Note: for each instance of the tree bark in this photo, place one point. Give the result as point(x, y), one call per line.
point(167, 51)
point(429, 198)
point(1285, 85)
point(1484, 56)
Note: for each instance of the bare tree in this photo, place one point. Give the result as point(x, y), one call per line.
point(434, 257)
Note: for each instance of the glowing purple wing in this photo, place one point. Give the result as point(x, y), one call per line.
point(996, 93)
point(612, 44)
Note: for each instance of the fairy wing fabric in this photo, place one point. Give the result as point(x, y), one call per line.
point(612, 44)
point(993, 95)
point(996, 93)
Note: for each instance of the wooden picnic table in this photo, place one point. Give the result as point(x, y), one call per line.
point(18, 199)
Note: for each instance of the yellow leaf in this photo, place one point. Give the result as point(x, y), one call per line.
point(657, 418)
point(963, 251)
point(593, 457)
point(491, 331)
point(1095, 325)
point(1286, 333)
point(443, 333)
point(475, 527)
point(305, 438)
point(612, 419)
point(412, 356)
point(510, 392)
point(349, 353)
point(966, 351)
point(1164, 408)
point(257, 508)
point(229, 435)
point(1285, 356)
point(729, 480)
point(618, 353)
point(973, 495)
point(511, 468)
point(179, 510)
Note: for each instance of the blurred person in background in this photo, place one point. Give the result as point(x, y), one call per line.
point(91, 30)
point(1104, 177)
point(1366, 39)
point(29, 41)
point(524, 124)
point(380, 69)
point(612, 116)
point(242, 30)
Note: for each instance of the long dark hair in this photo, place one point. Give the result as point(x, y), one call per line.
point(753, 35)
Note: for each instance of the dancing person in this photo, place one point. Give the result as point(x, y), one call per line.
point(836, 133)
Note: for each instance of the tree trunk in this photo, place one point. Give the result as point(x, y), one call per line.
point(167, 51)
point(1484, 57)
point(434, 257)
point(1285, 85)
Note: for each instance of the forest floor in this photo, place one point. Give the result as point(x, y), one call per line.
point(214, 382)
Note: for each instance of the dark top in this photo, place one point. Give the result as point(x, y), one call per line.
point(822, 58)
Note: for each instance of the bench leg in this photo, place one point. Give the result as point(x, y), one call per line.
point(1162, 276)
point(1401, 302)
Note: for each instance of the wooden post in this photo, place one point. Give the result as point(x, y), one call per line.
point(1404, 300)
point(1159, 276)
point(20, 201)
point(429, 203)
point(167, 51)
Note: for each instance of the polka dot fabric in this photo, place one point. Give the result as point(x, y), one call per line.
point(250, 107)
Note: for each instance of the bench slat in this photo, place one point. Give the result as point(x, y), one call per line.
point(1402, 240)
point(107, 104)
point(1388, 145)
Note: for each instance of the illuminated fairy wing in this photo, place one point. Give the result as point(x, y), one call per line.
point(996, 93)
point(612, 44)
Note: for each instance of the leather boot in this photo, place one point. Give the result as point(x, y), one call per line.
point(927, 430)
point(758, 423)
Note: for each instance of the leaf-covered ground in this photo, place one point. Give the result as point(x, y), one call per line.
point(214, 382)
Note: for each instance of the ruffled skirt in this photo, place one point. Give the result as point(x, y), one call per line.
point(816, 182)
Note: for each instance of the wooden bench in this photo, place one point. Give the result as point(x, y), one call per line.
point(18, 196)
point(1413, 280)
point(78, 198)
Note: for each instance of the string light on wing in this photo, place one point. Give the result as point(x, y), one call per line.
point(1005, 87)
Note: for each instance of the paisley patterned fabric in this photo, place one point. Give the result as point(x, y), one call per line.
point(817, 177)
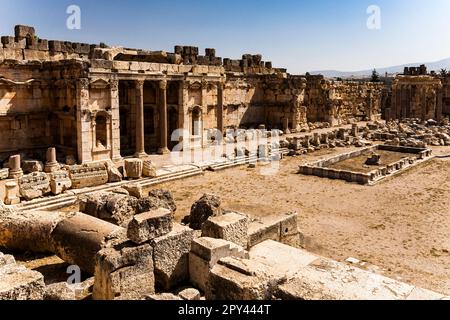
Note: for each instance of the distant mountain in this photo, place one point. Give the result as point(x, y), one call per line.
point(437, 66)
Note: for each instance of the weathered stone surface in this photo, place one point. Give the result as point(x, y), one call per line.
point(149, 169)
point(19, 283)
point(241, 279)
point(230, 226)
point(150, 225)
point(133, 168)
point(171, 257)
point(30, 166)
point(60, 182)
point(114, 174)
point(91, 175)
point(189, 294)
point(204, 255)
point(124, 272)
point(34, 185)
point(134, 190)
point(207, 206)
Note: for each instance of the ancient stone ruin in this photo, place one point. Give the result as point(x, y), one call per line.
point(87, 130)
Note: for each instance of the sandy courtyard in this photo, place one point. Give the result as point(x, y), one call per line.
point(401, 224)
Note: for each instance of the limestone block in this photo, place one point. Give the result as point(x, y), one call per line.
point(124, 272)
point(171, 256)
point(89, 175)
point(150, 225)
point(149, 169)
point(18, 282)
point(4, 173)
point(241, 279)
point(204, 255)
point(207, 206)
point(60, 182)
point(231, 226)
point(134, 190)
point(30, 166)
point(190, 294)
point(34, 185)
point(133, 168)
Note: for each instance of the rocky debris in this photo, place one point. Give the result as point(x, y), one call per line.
point(120, 207)
point(171, 257)
point(34, 185)
point(134, 190)
point(150, 225)
point(207, 206)
point(64, 291)
point(149, 169)
point(373, 160)
point(231, 226)
point(60, 182)
point(205, 254)
point(30, 166)
point(133, 168)
point(114, 174)
point(124, 272)
point(190, 294)
point(18, 282)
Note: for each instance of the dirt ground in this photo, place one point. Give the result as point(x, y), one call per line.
point(401, 224)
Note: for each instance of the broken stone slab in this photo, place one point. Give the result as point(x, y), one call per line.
point(88, 175)
point(207, 206)
point(114, 174)
point(149, 169)
point(18, 282)
point(124, 272)
point(150, 225)
point(60, 182)
point(30, 166)
point(171, 257)
point(231, 227)
point(64, 291)
point(134, 190)
point(34, 185)
point(163, 297)
point(204, 255)
point(79, 237)
point(133, 168)
point(241, 279)
point(189, 294)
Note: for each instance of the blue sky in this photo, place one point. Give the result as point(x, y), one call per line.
point(302, 35)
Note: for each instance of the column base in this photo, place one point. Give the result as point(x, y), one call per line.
point(163, 151)
point(140, 155)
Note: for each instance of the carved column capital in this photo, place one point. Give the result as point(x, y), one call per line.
point(83, 83)
point(163, 84)
point(114, 85)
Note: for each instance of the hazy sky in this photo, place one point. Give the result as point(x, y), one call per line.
point(302, 35)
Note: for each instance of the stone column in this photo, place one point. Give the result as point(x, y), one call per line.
point(163, 116)
point(140, 135)
point(220, 126)
point(84, 139)
point(51, 165)
point(439, 114)
point(15, 171)
point(115, 121)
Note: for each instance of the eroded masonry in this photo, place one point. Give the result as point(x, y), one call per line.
point(79, 123)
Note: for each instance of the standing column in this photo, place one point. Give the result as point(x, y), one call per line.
point(84, 130)
point(163, 116)
point(115, 121)
point(140, 136)
point(220, 108)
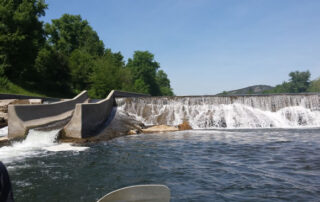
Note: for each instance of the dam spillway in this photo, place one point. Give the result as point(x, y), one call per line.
point(242, 111)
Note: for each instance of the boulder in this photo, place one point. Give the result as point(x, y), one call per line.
point(160, 128)
point(185, 126)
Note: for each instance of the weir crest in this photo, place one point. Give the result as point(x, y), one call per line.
point(209, 112)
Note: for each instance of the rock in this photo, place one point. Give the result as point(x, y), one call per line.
point(35, 101)
point(160, 128)
point(3, 119)
point(133, 132)
point(185, 126)
point(3, 140)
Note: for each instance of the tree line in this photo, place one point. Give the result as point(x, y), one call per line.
point(67, 56)
point(299, 82)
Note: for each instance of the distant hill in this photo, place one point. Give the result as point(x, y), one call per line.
point(256, 89)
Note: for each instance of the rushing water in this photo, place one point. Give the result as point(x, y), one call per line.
point(204, 165)
point(278, 111)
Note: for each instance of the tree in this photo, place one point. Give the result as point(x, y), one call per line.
point(164, 83)
point(81, 67)
point(73, 37)
point(108, 74)
point(70, 32)
point(299, 81)
point(52, 71)
point(315, 86)
point(143, 67)
point(21, 36)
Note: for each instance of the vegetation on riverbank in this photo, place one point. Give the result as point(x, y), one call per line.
point(66, 56)
point(299, 82)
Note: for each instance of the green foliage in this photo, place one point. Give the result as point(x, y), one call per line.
point(108, 74)
point(164, 83)
point(299, 82)
point(315, 86)
point(66, 56)
point(52, 71)
point(81, 65)
point(70, 32)
point(21, 36)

◆ **Written instruction**:
From the material above, reproduce word for word the part that opens with the line containing "Note: for each instance of the leaf-covered" and closes with the line containing "point(817, 177)", including both of those lines.

◆ **Result of this exercise**:
Note: for each instance of the leaf-covered ground in this photo, place one point. Give the result as point(x, y), one call per line.
point(214, 382)
Note: for each instance of the ruffled skirt in this photo, place one point. Give the result as point(x, y), one call per line.
point(816, 182)
Note: for each instance of the wooden bench in this photo, place one point. Give the result as point(x, y), one call per line.
point(18, 196)
point(1413, 280)
point(78, 198)
Note: for each instance of the string light on wing in this photo, place one point. Give the result as point(x, y), one call per line.
point(1005, 87)
Note: for each instance of the paisley patterned fabric in this photo, place one point. Give the result as point(x, y), one call per line.
point(817, 177)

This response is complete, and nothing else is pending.